╔══

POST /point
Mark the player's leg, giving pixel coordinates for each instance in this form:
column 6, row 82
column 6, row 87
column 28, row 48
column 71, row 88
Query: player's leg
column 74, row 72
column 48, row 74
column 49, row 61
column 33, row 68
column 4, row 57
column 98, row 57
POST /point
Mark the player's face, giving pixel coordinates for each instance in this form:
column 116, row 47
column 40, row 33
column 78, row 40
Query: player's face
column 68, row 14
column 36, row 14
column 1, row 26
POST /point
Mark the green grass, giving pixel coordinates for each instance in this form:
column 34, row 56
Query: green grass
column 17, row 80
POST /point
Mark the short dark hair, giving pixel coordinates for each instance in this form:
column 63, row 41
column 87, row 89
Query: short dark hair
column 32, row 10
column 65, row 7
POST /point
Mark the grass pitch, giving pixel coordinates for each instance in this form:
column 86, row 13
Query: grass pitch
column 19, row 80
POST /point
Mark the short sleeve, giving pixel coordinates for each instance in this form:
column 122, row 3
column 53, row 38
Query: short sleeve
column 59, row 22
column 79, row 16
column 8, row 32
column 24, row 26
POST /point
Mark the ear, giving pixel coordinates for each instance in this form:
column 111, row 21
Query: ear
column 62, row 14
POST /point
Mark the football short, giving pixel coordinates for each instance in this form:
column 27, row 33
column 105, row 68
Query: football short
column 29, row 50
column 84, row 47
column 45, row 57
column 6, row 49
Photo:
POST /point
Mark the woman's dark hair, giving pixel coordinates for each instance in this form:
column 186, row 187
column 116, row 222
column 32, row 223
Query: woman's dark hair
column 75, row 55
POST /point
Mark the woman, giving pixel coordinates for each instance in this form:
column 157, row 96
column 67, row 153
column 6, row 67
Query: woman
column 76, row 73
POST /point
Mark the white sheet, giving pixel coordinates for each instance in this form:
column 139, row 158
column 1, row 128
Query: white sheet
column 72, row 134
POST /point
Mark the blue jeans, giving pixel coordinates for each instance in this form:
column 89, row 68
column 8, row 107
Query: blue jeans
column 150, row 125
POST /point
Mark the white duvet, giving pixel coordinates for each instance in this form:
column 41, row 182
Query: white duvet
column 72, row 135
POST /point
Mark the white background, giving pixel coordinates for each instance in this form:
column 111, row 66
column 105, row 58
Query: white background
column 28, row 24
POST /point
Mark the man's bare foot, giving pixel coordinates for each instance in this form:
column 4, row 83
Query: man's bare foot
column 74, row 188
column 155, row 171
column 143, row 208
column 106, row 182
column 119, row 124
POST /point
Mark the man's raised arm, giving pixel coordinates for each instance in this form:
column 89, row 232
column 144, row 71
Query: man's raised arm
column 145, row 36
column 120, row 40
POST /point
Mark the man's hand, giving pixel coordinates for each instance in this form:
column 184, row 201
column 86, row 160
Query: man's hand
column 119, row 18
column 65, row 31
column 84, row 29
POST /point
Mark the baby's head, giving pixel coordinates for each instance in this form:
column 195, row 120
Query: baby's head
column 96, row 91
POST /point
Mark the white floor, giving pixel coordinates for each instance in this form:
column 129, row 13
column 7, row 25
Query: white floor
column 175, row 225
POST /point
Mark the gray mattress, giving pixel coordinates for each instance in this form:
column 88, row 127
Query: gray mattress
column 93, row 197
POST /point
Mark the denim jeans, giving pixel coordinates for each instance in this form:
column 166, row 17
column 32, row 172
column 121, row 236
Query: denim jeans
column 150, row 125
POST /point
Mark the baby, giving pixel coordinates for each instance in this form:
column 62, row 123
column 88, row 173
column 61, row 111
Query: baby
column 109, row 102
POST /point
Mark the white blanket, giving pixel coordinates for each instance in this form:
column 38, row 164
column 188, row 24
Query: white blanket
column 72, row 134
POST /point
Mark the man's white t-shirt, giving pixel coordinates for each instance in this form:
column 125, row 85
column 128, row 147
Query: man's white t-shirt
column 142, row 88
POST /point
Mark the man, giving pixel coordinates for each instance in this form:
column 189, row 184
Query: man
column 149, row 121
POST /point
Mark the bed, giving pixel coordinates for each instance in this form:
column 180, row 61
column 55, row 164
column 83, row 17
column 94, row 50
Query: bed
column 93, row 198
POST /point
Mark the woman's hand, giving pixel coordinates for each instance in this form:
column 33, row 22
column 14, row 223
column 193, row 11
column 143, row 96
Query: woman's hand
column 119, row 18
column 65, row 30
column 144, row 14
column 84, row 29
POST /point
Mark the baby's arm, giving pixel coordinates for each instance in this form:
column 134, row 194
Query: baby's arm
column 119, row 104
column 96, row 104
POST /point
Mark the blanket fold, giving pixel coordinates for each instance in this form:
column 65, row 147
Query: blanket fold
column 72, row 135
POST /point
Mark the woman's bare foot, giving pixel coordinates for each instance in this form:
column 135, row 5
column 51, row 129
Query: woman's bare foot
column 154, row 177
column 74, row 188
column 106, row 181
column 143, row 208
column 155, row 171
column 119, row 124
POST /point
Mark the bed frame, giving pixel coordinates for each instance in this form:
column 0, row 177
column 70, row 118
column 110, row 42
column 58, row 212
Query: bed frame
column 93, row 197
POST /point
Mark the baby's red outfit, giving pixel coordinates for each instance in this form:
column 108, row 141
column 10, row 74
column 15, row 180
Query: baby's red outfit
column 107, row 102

╚══

Please tally how many lines of the listing above contain the string "gray", matching case exactly, and reply with only that number.

2